**Work request 1:** Translate into Spanish this sentence from the F1 viewership passage: "ESPN’s latest contract covering the 2023 to 2025 season saw it paying $90 million annually for the rights."
**Work request 2:** Resume the F1 viewership passage after its final sentence and write the next few sentences.

**Given text:**
The 2022 season drew 1.21 million average viewers per race, with the 2023 and 2024 seasons both recording 1.1 million per race before this season’s record 1.3 million.
Streaming giant Apple will now cover the next five F1 seasons exclusively in the US between 2026 and 2030, through a deal reportedly worth $700 million in total – the most significant sports rights acquisition to date.
ESPN’s latest contract covering the 2023 to 2025 season saw it paying $90 million annually for the rights.
Apple, meanwhile, is paying roughly $140 million each year, which comes in as a significant improvement financially for the series; however, it is yet to be seen if the change in broadcaster will affect viewership numbers.
The viewership announcement comes a day after Kayo Sports, the sports streaming platform of Australian pay-TV broadcaster Foxtel, also announced record viewership figures for the 2025 F1 season, highlighting the series’ growing popularity around the world.
Kayo said the 2025 season was the most-streamed campaign on the platform so far, with viewers streaming 898 million minutes across the season, representing a 26% increase year-on-year.

**Recorded information:**
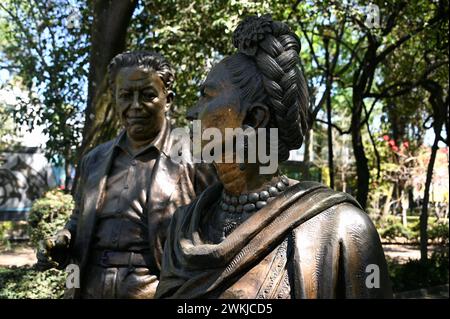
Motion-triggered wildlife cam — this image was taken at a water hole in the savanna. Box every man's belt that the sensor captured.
[91,250,150,267]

**Response 1:** El contrato más reciente de ESPN, que abarcaba de la temporada 2023 a la 2025, le supuso pagar 90 millones de dólares anuales por los derechos.

**Response 2:**
The platform said this year’s Spanish, Belgian, Miami (US), British, and Abu Dhabi Grands Prix drew the strongest audiences on Kayo.
Foxtel holds near-exclusive rights to F1 in Australia as part of a four-year deal covering the 2023 to 2026 seasons, with the broadcaster providing live coverage of every session of the season split across its Foxtel platforms and Kayo.
It shares rights to the Australian Grand Prix with a free-to-air provider under the country’s anti-siphoning laws, with Paramount-owned Network Ten currently holding those rights through the 2026 season.
The 2026 F1 season kicks off with the Australian GP on the weekend of March 6 to 8 next year.